Direction: Copy the records below exactly as they are written.

Given data:
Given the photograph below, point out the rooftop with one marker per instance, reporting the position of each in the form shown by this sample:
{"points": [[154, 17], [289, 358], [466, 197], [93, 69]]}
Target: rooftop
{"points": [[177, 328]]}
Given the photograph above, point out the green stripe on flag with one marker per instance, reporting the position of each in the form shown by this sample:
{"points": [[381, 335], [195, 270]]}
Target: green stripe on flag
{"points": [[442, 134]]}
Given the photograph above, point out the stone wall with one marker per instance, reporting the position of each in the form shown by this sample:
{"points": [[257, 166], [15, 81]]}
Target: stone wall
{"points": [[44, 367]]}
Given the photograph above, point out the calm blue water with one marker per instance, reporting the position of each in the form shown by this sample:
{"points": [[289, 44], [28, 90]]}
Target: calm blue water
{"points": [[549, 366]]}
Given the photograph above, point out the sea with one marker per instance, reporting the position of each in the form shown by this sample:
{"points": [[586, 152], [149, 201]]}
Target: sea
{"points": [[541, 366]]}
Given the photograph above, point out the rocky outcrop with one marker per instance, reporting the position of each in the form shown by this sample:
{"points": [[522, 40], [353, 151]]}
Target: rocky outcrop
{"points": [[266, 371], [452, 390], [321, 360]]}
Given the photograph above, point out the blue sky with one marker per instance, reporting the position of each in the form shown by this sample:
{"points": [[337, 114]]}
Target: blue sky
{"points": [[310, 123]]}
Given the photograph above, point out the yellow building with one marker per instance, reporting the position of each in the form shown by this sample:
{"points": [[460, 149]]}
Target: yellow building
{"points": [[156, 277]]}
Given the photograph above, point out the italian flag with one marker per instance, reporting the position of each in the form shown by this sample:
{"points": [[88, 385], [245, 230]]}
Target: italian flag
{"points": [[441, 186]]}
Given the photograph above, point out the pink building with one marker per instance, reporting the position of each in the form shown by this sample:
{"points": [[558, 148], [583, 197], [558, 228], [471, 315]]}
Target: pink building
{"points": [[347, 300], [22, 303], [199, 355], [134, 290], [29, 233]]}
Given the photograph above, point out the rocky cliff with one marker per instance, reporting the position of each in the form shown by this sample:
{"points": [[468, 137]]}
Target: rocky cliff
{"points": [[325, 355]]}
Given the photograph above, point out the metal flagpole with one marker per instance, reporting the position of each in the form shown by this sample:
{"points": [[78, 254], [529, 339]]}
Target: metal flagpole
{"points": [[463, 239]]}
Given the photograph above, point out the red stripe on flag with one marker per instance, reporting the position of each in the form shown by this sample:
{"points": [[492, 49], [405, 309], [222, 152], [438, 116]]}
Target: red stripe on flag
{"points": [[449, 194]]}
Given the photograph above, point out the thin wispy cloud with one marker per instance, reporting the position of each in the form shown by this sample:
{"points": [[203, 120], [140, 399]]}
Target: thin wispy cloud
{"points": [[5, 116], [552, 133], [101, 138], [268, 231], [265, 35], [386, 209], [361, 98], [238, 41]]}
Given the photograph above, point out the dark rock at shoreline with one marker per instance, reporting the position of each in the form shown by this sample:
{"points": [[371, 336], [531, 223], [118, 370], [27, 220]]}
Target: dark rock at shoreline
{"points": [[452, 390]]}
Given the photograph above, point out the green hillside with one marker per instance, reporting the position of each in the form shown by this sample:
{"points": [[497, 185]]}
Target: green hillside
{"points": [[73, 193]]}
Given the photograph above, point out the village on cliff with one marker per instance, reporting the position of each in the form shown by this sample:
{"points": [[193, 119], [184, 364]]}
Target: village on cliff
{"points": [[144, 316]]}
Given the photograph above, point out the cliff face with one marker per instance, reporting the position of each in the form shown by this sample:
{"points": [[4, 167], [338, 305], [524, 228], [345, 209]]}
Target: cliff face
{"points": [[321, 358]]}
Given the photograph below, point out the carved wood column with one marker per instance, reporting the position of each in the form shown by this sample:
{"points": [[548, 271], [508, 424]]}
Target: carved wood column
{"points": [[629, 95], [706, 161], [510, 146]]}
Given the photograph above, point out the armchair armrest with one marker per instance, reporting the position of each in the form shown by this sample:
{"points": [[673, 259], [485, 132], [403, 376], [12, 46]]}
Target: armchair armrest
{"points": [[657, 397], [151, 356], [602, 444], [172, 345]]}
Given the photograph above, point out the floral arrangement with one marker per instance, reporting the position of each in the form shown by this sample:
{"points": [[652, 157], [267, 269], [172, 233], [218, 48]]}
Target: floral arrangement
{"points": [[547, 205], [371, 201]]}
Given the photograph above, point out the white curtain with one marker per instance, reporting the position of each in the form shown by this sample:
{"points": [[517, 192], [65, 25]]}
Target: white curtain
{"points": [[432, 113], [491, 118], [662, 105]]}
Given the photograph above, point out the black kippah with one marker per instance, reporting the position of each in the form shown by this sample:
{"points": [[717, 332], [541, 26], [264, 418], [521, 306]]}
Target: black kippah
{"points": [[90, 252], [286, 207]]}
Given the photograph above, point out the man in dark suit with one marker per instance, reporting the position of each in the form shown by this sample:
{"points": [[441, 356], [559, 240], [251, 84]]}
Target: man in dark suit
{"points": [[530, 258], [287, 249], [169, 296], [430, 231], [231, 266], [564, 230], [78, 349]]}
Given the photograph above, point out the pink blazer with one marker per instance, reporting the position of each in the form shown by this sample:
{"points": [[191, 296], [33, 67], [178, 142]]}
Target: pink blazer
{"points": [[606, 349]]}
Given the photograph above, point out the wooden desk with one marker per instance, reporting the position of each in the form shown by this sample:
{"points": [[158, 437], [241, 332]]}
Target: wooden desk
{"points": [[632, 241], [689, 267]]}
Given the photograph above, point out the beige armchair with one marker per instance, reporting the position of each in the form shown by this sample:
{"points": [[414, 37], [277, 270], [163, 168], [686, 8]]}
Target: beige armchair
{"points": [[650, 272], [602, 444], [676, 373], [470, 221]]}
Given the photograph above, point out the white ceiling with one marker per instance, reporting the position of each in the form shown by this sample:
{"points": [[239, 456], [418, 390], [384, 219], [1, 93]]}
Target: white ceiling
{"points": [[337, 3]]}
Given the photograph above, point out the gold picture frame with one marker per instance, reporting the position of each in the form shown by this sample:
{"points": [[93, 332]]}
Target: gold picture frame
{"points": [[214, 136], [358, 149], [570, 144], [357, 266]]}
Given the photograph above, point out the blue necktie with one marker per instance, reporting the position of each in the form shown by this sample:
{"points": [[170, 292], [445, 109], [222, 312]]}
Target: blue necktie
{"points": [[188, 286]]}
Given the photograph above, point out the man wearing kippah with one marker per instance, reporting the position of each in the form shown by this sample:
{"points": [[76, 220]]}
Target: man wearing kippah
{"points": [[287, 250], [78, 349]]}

Task output:
Given the photograph below, point out the rooftop with one marker per instance, reporting the position of each in the form shown by this sample:
{"points": [[154, 17], [289, 358], [466, 197], [93, 69]]}
Target: rooftop
{"points": [[177, 328]]}
Given the photograph above, point out the green stripe on flag with one marker per instance, reporting the position of each in the form shown by this sample:
{"points": [[381, 335], [195, 270]]}
Target: green stripe on flag
{"points": [[442, 134]]}
Given the photograph above, point out the stone wall with one marker per instance, reporting the position of each in the form shown by this sample:
{"points": [[257, 166], [15, 81]]}
Target: stone wall
{"points": [[44, 367]]}
Given the photograph above, point out the calm blue water with one marker per instance, reporting the position of each in the form shown by this sample:
{"points": [[289, 44], [28, 90]]}
Target: calm blue water
{"points": [[549, 366]]}
Given the photograph above, point out the sea with one marker per instance, reporting the position of each in the form shown by this sample:
{"points": [[586, 152], [149, 201]]}
Target: sea
{"points": [[541, 366]]}
Given the photograph above, point out the rocky outcrop with one marker per instance, reporting the position of each in the form shown by this sample:
{"points": [[522, 40], [353, 151]]}
Target: rocky outcrop
{"points": [[266, 371], [452, 390], [321, 360]]}
Given the photograph above, point out the blue sky with one marker per instance, reporting the position of each in the form shown by this sample:
{"points": [[337, 114]]}
Target: blue sky
{"points": [[310, 123]]}
Given the photograph above, point out the yellow building with one marker per instance, reporting the position of each in the form shown by this sample:
{"points": [[460, 149]]}
Target: yellow building
{"points": [[156, 277]]}
Given the photograph above, point out the italian flag with one marker per instance, reporting the position of each in the form shown by this sample:
{"points": [[88, 385], [245, 230]]}
Target: italian flag
{"points": [[441, 186]]}
Given the photograph above, point out the pink building with one marker per instance, reporting the position of each in the form shown by this sample:
{"points": [[558, 148], [583, 197], [558, 228], [471, 315]]}
Target: pink building
{"points": [[347, 300], [22, 303], [199, 355], [134, 290], [29, 233]]}
Given the photograph above, point out the rocky cliff with one marker per instance, reporting the position of each in the form shown by this sample:
{"points": [[468, 137]]}
Target: rocky cliff
{"points": [[325, 355]]}
Given the photograph above, point out the metal flagpole with one marker per instance, reporting the position of each in the form shown by this sample:
{"points": [[78, 254], [529, 339]]}
Target: metal flagpole
{"points": [[463, 239]]}
Given the photograph above, point out the red stripe on flag with one marker per instance, reporting the position of each in the form shown by this sample:
{"points": [[492, 49], [405, 309], [222, 152], [438, 116]]}
Target: red stripe on flag
{"points": [[449, 194]]}
Given the photograph above, point out the thin wispy cloud with one marker per instance, reporting the position of each in the form shown by this sample:
{"points": [[203, 120], [140, 399]]}
Target: thin wispy cloud
{"points": [[5, 116], [552, 133], [101, 138], [268, 231], [265, 35], [386, 209], [361, 98], [238, 41]]}
Given the photograph above, point out the dark rock at shoreline with one marker per instance, reporting the position of each in the form shown by this sample:
{"points": [[371, 336], [531, 223], [118, 370], [27, 220]]}
Target: dark rock at shoreline
{"points": [[452, 390]]}
Given the photograph above, point out the green hillside with one marker per instance, reporting the position of each in the form shown by this sample:
{"points": [[497, 185]]}
Target: green hillside
{"points": [[73, 193]]}
Given the photograph above, point out the village on cliff with one marker per instance, reporting the position of each in the form shown by this sample:
{"points": [[193, 119], [184, 364]]}
Target: village on cliff
{"points": [[144, 316]]}
Given the photograph above, point out the cliff face with one marker per instance, reporting the position of each in the form shown by this sample:
{"points": [[4, 167], [338, 305], [524, 228], [345, 209]]}
Target: cliff face
{"points": [[321, 358]]}
Given the photograph below, point out the carved wood column with one marker per instance, reporting the position of each in the form shown by this sample:
{"points": [[548, 271], [508, 424]]}
Target: carved wood column
{"points": [[629, 95], [706, 161], [510, 146]]}
Given the photograph above, point out the armchair armrest with one marker per instance, reporting the position of each in the form shown by this sample:
{"points": [[673, 259], [485, 132], [403, 376], [12, 46]]}
Target: armchair armrest
{"points": [[657, 397], [151, 356], [602, 444], [172, 345]]}
Given the photograph above, point out the floral arrangement with one marker per instance, reporting the position of each in the form shown by this sample:
{"points": [[652, 157], [267, 269], [172, 233], [218, 48]]}
Target: floral arrangement
{"points": [[547, 205], [371, 201]]}
Given the photograph above, point out the white curtain with one marker per instance, reporting the position of each in the form shown by this sample:
{"points": [[517, 192], [65, 25]]}
Target: white curtain
{"points": [[432, 113], [491, 118], [662, 105]]}
Given the photograph above, point out the black kippah with one marker per instance, reporting the position of each in the form shown by this sample:
{"points": [[717, 332], [541, 26], [264, 418], [521, 306]]}
Target: black kippah
{"points": [[90, 252], [286, 207]]}
Given the photograph above, point out the man in dark suit with one marker per instance, reporting the position of each in the form shown by this sample:
{"points": [[441, 356], [559, 240], [251, 84]]}
Target: man in dark suit
{"points": [[530, 258], [287, 249], [169, 296], [430, 231], [231, 266], [564, 230], [78, 349]]}
Given the photograph above, point out the pink blazer with one marker per instance, reporting the position of each in the form shown by this sample:
{"points": [[191, 296], [33, 67], [178, 142]]}
Target: pink blazer
{"points": [[606, 349]]}
Given the photograph above, point out the wooden desk with one marker per instance, reporting the position of each in the form shown by this sample:
{"points": [[158, 437], [241, 332]]}
Target: wooden desk
{"points": [[632, 241], [689, 267]]}
Given the photograph above, point out the beige armchair with one marker per instance, reporting the position of each in the form shown by this sample:
{"points": [[414, 37], [277, 270], [163, 168], [686, 8]]}
Target: beige armchair
{"points": [[650, 272], [602, 444], [676, 373], [470, 221]]}
Given the photograph above, point out the white ceiling with one marker per instance, reporting the position of each in the form shown by this sample:
{"points": [[239, 456], [418, 390], [384, 219], [1, 93]]}
Target: white ceiling
{"points": [[337, 3]]}
Given the photograph above, point out the gold picture frame with one marker per instance, reporting the position of each in the form shown by this sample:
{"points": [[93, 332]]}
Target: gold picture frame
{"points": [[214, 136], [358, 149], [570, 144], [357, 266]]}
Given the photograph above, point out the blue necktie with one marker per instance, reporting the position of each in the form shown by this sample:
{"points": [[170, 292], [445, 109], [222, 312]]}
Target: blue necktie
{"points": [[188, 286]]}
Given the photograph above, point out the man wearing kippah with one marker per instance, reporting the position of each in the form shown by this sample:
{"points": [[76, 220]]}
Target: man wearing kippah
{"points": [[287, 250], [78, 349]]}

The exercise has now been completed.